# Aim of the task
For this exercise, transcribe all of the entries exactly.

# Records
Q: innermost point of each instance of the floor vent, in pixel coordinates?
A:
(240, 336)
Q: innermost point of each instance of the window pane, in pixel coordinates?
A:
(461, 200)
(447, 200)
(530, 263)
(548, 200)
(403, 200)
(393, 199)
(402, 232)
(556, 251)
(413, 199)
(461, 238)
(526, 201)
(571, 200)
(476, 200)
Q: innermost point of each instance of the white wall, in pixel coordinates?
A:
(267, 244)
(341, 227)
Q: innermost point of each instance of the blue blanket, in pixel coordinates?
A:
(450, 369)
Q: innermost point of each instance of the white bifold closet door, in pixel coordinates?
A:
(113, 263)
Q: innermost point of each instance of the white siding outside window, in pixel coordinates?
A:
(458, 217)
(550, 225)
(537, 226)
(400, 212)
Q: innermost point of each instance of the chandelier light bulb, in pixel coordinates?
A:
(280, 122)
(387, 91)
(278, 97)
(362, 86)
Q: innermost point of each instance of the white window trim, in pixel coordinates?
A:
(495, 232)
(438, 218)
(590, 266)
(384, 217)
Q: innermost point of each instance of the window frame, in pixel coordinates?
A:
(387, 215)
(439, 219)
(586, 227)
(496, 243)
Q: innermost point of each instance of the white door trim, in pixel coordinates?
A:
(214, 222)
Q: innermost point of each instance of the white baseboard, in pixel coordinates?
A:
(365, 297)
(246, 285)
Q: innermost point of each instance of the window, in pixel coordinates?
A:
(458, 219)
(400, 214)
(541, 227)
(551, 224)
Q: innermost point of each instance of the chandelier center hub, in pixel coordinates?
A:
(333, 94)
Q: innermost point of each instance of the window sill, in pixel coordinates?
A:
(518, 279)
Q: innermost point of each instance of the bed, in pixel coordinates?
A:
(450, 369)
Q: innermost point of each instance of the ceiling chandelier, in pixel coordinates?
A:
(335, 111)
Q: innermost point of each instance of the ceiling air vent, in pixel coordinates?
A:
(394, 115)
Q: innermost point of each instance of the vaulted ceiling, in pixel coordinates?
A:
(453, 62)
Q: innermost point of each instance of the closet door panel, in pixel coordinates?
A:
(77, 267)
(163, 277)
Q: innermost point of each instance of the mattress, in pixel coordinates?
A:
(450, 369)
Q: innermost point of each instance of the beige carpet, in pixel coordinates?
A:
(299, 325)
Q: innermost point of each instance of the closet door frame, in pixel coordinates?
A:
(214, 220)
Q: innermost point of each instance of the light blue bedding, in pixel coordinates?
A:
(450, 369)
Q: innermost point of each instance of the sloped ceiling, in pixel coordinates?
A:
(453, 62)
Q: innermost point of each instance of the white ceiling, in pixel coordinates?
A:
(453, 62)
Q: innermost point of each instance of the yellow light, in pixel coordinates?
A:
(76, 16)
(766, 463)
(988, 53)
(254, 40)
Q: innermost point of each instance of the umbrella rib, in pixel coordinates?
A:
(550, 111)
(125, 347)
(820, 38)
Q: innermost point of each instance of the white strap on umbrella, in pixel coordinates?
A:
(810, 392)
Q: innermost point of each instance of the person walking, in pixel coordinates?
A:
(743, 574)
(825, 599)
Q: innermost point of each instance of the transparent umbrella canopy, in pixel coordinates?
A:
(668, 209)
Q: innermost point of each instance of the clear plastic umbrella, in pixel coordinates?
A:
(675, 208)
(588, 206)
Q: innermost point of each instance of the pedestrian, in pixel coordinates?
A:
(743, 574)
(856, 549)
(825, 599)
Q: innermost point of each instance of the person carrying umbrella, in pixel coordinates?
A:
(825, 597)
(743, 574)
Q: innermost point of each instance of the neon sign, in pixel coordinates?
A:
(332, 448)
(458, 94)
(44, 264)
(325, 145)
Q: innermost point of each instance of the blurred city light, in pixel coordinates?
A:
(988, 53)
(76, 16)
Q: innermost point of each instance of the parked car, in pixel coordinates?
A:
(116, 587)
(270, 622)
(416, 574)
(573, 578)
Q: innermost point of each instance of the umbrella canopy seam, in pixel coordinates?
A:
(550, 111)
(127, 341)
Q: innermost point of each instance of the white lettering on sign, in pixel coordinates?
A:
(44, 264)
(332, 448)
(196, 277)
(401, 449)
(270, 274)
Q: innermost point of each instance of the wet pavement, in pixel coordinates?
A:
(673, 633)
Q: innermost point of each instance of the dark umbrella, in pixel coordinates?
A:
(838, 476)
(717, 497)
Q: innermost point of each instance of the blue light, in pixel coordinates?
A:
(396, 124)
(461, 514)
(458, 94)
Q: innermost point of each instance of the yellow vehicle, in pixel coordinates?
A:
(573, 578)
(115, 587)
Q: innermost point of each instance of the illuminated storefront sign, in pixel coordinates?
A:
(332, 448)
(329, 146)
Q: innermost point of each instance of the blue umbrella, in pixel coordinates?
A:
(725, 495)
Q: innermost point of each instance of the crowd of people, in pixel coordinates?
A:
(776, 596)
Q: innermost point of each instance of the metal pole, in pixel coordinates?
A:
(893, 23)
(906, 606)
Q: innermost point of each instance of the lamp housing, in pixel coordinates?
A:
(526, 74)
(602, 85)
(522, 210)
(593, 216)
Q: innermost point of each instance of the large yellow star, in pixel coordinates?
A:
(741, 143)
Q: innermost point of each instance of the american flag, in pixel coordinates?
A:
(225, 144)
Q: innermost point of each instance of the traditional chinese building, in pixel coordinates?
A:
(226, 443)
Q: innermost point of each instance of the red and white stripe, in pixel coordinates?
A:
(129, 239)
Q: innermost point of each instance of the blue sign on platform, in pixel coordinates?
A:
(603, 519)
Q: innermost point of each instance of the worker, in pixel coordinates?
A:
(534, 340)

# Result of the task
Q: innermost point of each instance of the floor vent, in pixel coordinates?
A:
(240, 336)
Q: innermost point of each instance of the window pane, in pixel coordinates?
A:
(461, 200)
(447, 200)
(530, 263)
(548, 200)
(403, 200)
(393, 199)
(402, 232)
(556, 251)
(413, 199)
(461, 238)
(526, 201)
(571, 200)
(476, 200)
Q: innermost point of each instance of the white wall, in pixel coordinates?
A:
(267, 244)
(341, 227)
Q: innermost point of each instance of the blue blanket, in pixel coordinates?
A:
(450, 369)
Q: innermost point of each instance of the white bifold closet door, in pixel coordinates?
A:
(113, 263)
Q: innermost point of each instance of the white siding outside window, in pixel coordinates?
A:
(458, 217)
(550, 225)
(537, 226)
(400, 212)
Q: innermost point of each instance of the chandelier light bulb, in pixel coordinates?
A:
(280, 122)
(387, 91)
(278, 97)
(362, 86)
Q: innermost point of each instance of the white window trim, in pixel coordinates?
A:
(495, 232)
(438, 218)
(590, 266)
(384, 217)
Q: innermost point of each instance of the window frame, in pixel coordinates?
A:
(387, 215)
(439, 219)
(586, 227)
(496, 243)
Q: innermost point of each instance of the white door trim, in pixel coordinates?
A:
(214, 222)
Q: innermost point of each instance of the white baseboard, in pixel coordinates?
A:
(365, 297)
(246, 285)
Q: innermost point of each instance of the window, in pixel coordinates?
A:
(458, 219)
(400, 214)
(541, 227)
(551, 224)
Q: innermost point of each instance of the chandelier center hub, in pixel coordinates?
A:
(333, 94)
Q: innermost point of each instance of the window sill, in pixel coordinates?
A:
(518, 279)
Q: innermost point of each instance of the bed, in pixel coordinates?
A:
(450, 369)
Q: innermost point of each instance of the ceiling chandelier, in pixel coordinates?
A:
(335, 111)
Q: innermost point of each instance of the ceiling air vent, in pixel coordinates?
A:
(394, 115)
Q: innermost point of each instance of the vaulted ceiling, in pixel coordinates?
A:
(453, 62)
Q: innermost point of each instance of the closet door panel, in pixel coordinates?
A:
(77, 267)
(163, 277)
Q: innermost point of each instance of the mattress, in pixel coordinates?
A:
(450, 369)
Q: innermost point of each instance of the beige carpet, in pixel coordinates?
A:
(299, 325)
Q: innermost point of each instance of the closet door frame, in pixel coordinates?
A:
(214, 220)
Q: innermost point of each instance of the light blue bedding, in pixel coordinates?
A:
(450, 369)
Q: innermost point of each instance of the sloped ceiling, in pixel coordinates?
A:
(453, 62)
Q: innermost point of each instance of the white ceiling, in pixel coordinates?
A:
(453, 62)
Q: innermost point of each instance of the yellow light, in pixel coordinates?
A:
(76, 16)
(766, 463)
(988, 53)
(254, 40)
Q: innermost point of each instance of the umbrella rib, in pixel coordinates?
A:
(550, 111)
(125, 347)
(820, 38)
Q: innermost point of each instance of the white strap on umbrella, in pixel coordinates?
A:
(810, 392)
Q: innermost point of each instance of the person walking, in pixel coordinates?
A:
(743, 574)
(825, 599)
Q: innermost point of each instance of the transparent umbrella canopy, in pixel coordinates?
A:
(668, 209)
Q: innermost point of each instance of the clear plastic umbrella, in pixel coordinates?
A:
(675, 208)
(588, 206)
Q: innermost point of each instance of the pedestrian, in pixel coordinates?
A:
(743, 574)
(856, 549)
(825, 599)
Q: innermost point of each instance of the person carrying umbrella, in pixel coordinates?
A:
(825, 597)
(743, 574)
Q: innermost point of each instance of the neon sign, in pixel coordinates?
A:
(332, 448)
(458, 94)
(44, 264)
(325, 145)
Q: innermost point of each instance of the blurred city light, in pixel coordinates?
A:
(988, 53)
(76, 16)
Q: innermost point of each instance of the parked car, in pixel coordinates?
A:
(116, 587)
(270, 622)
(416, 574)
(573, 578)
Q: innermost point of each instance of the umbrella canopy seam, in pixel coordinates?
A:
(550, 111)
(127, 341)
Q: innermost point of each instance of the white lettering on sign, in pixel coordinates?
A:
(44, 264)
(332, 448)
(196, 277)
(401, 449)
(270, 274)
Q: innermost point of each instance of the wet pavement, in pixel coordinates?
A:
(673, 633)
Q: innermost point of each instance of the dark umbrella, in pixel coordinates?
A:
(838, 476)
(717, 497)
Q: innermost point of each instance of the blue light, in pixel coordinates?
A:
(396, 124)
(461, 514)
(458, 94)
Q: innermost point of each instance of the yellow vehicle, in pixel coordinates?
A:
(573, 578)
(115, 587)
Q: innermost point of each instance of the illuminated storefront sign, in pixel coordinates?
A:
(332, 448)
(329, 146)
Q: innermost point of each instance of the blue umbrella, in pixel coordinates?
A:
(725, 495)
Q: innermost point of each instance of the crowd of people, in pixel coordinates?
A:
(776, 596)
Q: innermost point of each instance of the metal pole, in pixel coordinates?
A:
(893, 23)
(906, 606)
Q: innermost point of each instance of the lamp housing, in pixel coordinates?
A:
(526, 74)
(602, 85)
(522, 210)
(593, 216)
Q: innermost point of each instance of the large yellow star, in pixel coordinates?
A:
(741, 143)
Q: innermost point of each instance of the american flag, in pixel coordinates?
A:
(225, 144)
Q: innermost point of each instance of the traditional chinese building, in pixel coordinates?
A:
(226, 443)
Q: innermost point of each instance of the red and white stripe, in pixel coordinates?
A:
(129, 239)
Q: innermost point of each instance of the blue sign on platform, in pixel coordinates?
A:
(603, 519)
Q: innermost point of each instance of the worker, in pixel coordinates?
A:
(534, 340)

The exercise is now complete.